**BRIEF**
Render all of the material below as a numbered list, leaving out any blank lines.

##############################

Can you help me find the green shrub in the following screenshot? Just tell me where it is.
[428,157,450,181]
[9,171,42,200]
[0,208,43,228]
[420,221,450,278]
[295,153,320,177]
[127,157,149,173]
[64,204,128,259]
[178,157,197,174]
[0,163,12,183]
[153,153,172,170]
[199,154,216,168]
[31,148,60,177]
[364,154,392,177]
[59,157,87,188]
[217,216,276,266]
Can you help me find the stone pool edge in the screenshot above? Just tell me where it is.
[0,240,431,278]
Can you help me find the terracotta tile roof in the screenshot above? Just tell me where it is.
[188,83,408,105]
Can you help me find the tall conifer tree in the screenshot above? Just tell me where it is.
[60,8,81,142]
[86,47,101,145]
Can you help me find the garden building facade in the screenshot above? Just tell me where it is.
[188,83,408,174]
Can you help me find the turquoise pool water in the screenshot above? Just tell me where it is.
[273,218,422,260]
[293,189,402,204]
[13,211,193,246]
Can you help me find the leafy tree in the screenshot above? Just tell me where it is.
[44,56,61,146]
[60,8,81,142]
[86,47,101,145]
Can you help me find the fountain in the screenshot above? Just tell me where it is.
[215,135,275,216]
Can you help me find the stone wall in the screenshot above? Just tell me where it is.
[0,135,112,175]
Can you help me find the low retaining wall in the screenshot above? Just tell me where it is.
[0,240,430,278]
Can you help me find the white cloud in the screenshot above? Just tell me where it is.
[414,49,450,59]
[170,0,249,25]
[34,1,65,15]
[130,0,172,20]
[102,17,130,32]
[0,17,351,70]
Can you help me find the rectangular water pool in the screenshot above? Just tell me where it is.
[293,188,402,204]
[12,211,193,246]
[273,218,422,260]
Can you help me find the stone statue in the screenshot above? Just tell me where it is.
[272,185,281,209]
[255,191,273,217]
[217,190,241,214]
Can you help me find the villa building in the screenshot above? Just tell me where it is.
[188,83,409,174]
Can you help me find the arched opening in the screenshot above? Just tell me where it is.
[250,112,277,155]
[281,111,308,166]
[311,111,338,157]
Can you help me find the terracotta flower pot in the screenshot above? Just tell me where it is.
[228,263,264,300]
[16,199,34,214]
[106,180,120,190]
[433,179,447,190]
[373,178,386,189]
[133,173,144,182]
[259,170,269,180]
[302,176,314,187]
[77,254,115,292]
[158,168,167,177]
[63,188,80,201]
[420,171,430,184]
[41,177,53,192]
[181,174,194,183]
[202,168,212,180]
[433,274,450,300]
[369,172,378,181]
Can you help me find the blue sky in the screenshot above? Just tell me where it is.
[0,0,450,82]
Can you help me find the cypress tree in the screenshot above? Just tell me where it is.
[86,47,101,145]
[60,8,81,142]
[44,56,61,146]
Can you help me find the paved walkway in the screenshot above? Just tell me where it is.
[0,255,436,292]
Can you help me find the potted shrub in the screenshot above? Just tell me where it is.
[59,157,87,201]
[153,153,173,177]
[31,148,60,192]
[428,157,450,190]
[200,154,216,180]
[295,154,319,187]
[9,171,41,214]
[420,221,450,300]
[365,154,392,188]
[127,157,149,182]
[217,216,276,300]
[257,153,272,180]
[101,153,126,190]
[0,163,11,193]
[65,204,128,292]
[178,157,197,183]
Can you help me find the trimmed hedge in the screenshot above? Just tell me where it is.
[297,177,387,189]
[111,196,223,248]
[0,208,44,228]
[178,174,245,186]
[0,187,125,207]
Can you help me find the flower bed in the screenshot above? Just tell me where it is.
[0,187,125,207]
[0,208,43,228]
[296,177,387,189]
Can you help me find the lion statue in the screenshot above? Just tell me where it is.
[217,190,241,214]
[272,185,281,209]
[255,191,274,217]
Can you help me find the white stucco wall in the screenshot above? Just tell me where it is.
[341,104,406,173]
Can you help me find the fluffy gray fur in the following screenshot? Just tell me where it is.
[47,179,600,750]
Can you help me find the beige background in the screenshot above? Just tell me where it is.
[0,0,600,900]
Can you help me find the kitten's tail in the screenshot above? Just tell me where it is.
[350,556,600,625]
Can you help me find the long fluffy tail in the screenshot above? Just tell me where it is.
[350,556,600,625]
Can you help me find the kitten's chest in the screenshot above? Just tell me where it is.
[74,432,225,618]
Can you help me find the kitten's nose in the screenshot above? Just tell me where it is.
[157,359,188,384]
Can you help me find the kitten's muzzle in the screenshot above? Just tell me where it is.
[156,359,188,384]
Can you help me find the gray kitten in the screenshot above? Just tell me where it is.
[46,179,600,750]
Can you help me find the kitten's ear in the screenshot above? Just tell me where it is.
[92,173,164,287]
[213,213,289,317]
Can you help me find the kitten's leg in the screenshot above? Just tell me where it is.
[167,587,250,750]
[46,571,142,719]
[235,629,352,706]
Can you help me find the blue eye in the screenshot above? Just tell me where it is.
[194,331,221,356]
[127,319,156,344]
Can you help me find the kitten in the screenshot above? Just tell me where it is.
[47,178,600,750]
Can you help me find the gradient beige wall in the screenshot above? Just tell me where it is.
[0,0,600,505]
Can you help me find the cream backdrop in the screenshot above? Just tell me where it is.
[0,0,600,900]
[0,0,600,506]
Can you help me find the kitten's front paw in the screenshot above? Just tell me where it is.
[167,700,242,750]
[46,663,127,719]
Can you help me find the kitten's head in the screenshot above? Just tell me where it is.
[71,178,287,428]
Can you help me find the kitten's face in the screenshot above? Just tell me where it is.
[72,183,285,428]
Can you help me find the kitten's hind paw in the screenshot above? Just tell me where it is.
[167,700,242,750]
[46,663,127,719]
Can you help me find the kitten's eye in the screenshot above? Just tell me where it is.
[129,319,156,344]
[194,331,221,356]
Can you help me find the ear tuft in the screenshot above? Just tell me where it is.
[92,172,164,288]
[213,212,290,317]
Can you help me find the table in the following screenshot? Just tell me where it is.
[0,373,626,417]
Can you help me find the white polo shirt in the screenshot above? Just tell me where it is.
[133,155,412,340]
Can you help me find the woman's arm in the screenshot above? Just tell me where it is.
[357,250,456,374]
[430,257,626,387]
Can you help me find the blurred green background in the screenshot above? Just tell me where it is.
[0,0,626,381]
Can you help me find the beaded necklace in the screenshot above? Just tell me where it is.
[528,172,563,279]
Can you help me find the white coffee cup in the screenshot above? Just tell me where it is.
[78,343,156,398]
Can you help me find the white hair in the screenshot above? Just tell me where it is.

##############################

**THE ANSWER**
1. Can you help me find the green shrub in the following screenshot? Just tell me where it is.
2. [428,157,450,181]
3. [9,171,42,200]
4. [0,208,43,228]
5. [420,221,450,278]
6. [295,153,320,177]
7. [127,157,149,173]
8. [64,204,128,259]
9. [178,157,197,174]
10. [0,163,12,183]
11. [153,153,172,170]
12. [199,154,216,168]
13. [31,148,60,177]
14. [364,154,392,177]
15. [59,157,87,188]
16. [217,216,276,266]
17. Can you help me find the stone pool edge in the screenshot above? Just tell me where it is.
18. [0,240,431,278]
19. Can you help me find the terracotta tile roof in the screenshot above? Just tell me where it is.
20. [188,83,408,105]
21. Can you help me find the tall conifer tree in the screenshot above? Just tell me where it is.
22. [60,8,81,142]
23. [86,47,101,145]
24. Can you help me find the garden building facade in the screenshot above? Just tell me where it is.
25. [188,83,408,174]
26. Can you help me find the turquoise pool water in the screenshot above? Just tell me where it is.
27. [273,218,422,260]
28. [293,189,402,204]
29. [13,211,193,246]
30. Can you help me find the leafy tree in the screenshot above? Just tell me where it is.
31. [44,56,61,146]
32. [60,8,81,142]
33. [86,47,101,145]
34. Can you help me find the fountain in the screenshot above? Just tell me where it is.
35. [215,135,275,216]
36. Can you help me find the stone wall in the screenshot above? Just tell me where it is.
37. [0,135,112,175]
38. Can you help me find the low retaining wall in the screenshot above? Just tell me where it is.
39. [0,240,430,278]
40. Can you help me find the white cloud in the screenshot above? Just tell me where it is.
41. [414,49,450,59]
42. [170,0,249,25]
43. [34,1,65,15]
44. [130,0,172,20]
45. [102,17,130,32]
46. [0,17,351,70]
47. Can you help me find the rectangular water pool in the screenshot above? Just tell me where it is.
48. [293,188,402,204]
49. [12,211,193,246]
50. [273,218,422,260]
51. Can you help me find the stone statue in the screenshot above? Just tell me where it is.
52. [272,185,281,209]
53. [255,191,273,217]
54. [217,190,241,214]
55. Can you help me find the villa building in the screenshot above? Just tell me where it is.
56. [188,83,409,174]
57. Can you help me find the arched opening in the screenshot above? Just tell me where it is.
58. [250,112,277,155]
59. [281,111,308,166]
60. [311,111,338,157]
61. Can you help me find the terracotta flower pot in the screenshot above? Just tell me where it is.
62. [228,263,264,300]
63. [16,199,34,214]
64. [106,180,120,190]
65. [433,179,447,190]
66. [373,178,386,189]
67. [133,173,144,182]
68. [259,170,269,180]
69. [302,176,314,187]
70. [77,254,115,292]
71. [158,168,167,177]
72. [63,188,80,201]
73. [420,171,430,184]
74. [41,177,53,192]
75. [181,174,194,183]
76. [202,168,212,180]
77. [433,274,450,300]
78. [369,172,378,181]
79. Can you help me find the blue sky in the screenshot above? Just tell me where it is.
80. [0,0,450,82]
81. Can you help me find the cypress tree in the screenshot above? Just tell me where it is.
82. [86,47,101,145]
83. [60,8,81,142]
84. [44,56,61,146]
85. Can you help me find the paved walkway in the screenshot above? Just tell me where it is.
86. [0,255,436,292]
87. Can you help me find the potted shrub in the screenshot above? Just tell me where it is.
88. [59,157,87,201]
89. [153,153,173,177]
90. [31,148,60,192]
91. [428,157,450,190]
92. [200,154,216,180]
93. [295,154,319,187]
94. [9,171,41,214]
95. [420,221,450,300]
96. [365,154,392,188]
97. [127,157,149,182]
98. [217,216,276,300]
99. [257,153,272,180]
100. [101,153,126,190]
101. [0,163,11,193]
102. [65,204,128,292]
103. [178,157,197,183]
104. Can you help me find the trimmed hedge in the screenshot above? Just tell me where it is.
105. [297,177,387,189]
106. [111,196,223,248]
107. [0,208,44,228]
108. [178,174,245,186]
109. [0,187,125,207]
110. Can you help me find the flower bed in the screenshot above? Just tell me where it is.
111. [0,187,125,207]
112. [0,208,43,228]
113. [296,177,387,189]
114. Can you help me find the lion statue in the screenshot above? Just tell me where it is.
115. [217,190,241,214]
116. [272,185,281,209]
117. [255,191,274,217]
118. Can you help me find the white stucco wall in the screenshot above? Just tell me where it is.
119. [341,104,406,173]
120. Can you help me find the fluffy gray fur in the following screenshot? Just tell me where it is.
121. [47,179,600,750]
122. Can you help me find the beige background in the screenshot above? Just tell me where it is.
123. [0,0,600,900]
124. Can you help me find the kitten's tail in the screenshot above? Just tell me where it is.
125. [350,556,600,625]
126. Can you help me find the long fluffy tail in the screenshot above? Just tell me where it is.
127. [350,556,600,625]
128. Can you help me find the kitten's chest in the screenshot above? Just tell me where it is.
129. [74,432,225,618]
130. Can you help me find the kitten's nose in the screenshot above? Just tell me where it is.
131. [157,359,188,384]
132. Can you help me find the kitten's muzzle in the screenshot above? Just tell me where it is.
133. [156,359,188,384]
134. Can you help me find the gray kitten in the screenshot above? Just tell me where it is.
135. [46,179,600,750]
136. Can you help me find the kitten's ear in the screenshot above? Just tell me where it is.
137. [92,173,164,287]
138. [213,213,289,317]
139. Can you help me find the kitten's leg in the screenshot above? Just tell me where it is.
140. [167,587,250,750]
141. [46,571,142,719]
142. [235,629,352,706]
143. Can you help me find the blue eye in the screenshot above? Just tell me where it is.
144. [194,331,221,356]
145. [127,319,156,344]
146. Can you help me find the kitten in the screenshot above? Just tell me where it is.
147. [47,178,600,750]
148. Can you help me find the gradient beige wall in the screenshot above? Just tell me where it is.
149. [0,0,600,505]
150. Can you help me find the cream backdrop in the screenshot above? Just tell me where it is.
151. [0,0,600,900]
152. [0,0,600,506]
153. Can you help me find the kitten's front paw in the screenshot above? Just tell me where it is.
154. [167,700,242,750]
155. [46,663,127,719]
156. Can you help me find the kitten's head in the screenshot above? Just tell me where it is.
157. [71,178,287,428]
158. Can you help me find the kitten's face in the screenshot above? Just tell me where it is.
159. [72,183,285,428]
160. Can you help me find the kitten's hind paw in the screenshot above? Just tell me where it is.
161. [167,700,242,750]
162. [46,663,127,719]
163. Can you help me find the kitten's eye in the screenshot above? Just tell me where it is.
164. [129,319,156,344]
165. [194,331,221,356]
166. Can you help me find the ear tuft in the screenshot above? Just tell me where it is.
167. [92,172,164,288]
168. [213,212,290,317]
169. Can you help me find the table in the following screenshot? Just tell me where it is.
170. [0,373,626,417]
171. Can you help me find the white polo shirt in the screenshot above? Just tell me where it is.
172. [133,155,412,340]
173. Can you help me find the woman's arm in the screenshot above? Just tell me where it is.
174. [357,250,456,374]
175. [430,257,626,387]
176. Can you help me find the blurred green background in the screenshot above? Just tell me where it is.
177. [0,0,626,381]
178. Can you help me find the beaded necklace in the screenshot above? Just tell me where it is.
179. [528,172,563,279]
180. Can you help me find the white coffee cup in the screenshot above? Just tell me where it is.
181. [78,343,156,398]
182. Can you help me find the white hair in the screenshot above? Just tell me where it is.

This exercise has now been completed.